§ **Problem requirements**: Report how many lines of the records below contain the word "collar", counting only matches with the same letter case, and give only that number.

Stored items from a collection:
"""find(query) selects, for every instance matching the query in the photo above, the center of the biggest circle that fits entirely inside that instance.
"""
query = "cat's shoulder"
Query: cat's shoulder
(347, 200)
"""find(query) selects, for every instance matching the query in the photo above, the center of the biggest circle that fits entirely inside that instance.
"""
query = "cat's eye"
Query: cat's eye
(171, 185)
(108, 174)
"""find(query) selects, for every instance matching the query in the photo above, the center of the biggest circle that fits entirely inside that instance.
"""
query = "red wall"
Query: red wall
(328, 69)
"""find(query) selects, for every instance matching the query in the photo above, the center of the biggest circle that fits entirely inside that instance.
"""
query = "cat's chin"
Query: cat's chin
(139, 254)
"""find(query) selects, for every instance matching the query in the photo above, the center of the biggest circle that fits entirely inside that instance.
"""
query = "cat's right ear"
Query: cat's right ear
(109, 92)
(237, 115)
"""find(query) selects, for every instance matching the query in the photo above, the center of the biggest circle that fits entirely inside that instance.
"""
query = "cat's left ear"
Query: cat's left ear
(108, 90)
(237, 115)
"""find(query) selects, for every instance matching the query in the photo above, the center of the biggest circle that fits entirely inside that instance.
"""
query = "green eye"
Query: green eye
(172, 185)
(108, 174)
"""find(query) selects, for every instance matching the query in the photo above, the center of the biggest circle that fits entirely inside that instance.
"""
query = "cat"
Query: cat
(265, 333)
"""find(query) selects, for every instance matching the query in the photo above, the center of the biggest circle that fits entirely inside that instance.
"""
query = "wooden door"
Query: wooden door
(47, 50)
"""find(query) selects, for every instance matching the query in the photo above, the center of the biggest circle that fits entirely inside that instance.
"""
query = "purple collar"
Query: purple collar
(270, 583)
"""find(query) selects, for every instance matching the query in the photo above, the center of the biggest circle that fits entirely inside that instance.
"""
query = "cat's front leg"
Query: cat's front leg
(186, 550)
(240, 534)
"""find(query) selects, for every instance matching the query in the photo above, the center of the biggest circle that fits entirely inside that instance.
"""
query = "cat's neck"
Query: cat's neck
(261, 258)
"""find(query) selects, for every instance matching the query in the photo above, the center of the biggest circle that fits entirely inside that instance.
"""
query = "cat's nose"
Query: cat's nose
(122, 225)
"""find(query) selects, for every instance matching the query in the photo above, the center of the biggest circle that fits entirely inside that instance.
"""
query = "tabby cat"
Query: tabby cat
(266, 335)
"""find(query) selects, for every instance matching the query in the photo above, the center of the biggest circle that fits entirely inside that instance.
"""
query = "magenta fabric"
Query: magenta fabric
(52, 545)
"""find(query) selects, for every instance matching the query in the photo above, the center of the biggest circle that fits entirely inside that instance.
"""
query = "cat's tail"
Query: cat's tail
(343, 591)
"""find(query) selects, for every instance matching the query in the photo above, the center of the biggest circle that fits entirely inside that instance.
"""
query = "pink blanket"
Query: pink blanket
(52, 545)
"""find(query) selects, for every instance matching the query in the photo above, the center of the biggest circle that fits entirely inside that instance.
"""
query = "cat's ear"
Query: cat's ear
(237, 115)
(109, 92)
==
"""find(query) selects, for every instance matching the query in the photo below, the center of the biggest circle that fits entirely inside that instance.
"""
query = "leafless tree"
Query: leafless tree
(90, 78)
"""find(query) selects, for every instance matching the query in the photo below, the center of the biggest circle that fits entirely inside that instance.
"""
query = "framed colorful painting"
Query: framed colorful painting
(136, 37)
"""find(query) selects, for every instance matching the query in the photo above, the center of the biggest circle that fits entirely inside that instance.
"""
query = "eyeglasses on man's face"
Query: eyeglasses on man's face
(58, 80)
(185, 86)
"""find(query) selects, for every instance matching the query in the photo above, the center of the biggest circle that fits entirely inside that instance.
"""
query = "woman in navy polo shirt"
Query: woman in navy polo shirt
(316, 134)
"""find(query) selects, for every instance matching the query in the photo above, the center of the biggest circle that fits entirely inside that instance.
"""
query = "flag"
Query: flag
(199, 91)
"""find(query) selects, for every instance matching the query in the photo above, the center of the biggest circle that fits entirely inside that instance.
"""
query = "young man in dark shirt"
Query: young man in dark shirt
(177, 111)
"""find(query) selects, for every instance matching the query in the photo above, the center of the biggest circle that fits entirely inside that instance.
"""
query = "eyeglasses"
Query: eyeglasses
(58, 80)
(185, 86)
--
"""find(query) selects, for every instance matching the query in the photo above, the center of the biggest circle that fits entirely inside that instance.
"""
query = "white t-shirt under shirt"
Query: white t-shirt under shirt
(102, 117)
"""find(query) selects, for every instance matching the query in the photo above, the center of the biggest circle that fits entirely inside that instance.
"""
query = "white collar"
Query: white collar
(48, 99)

§ **Task result**: 4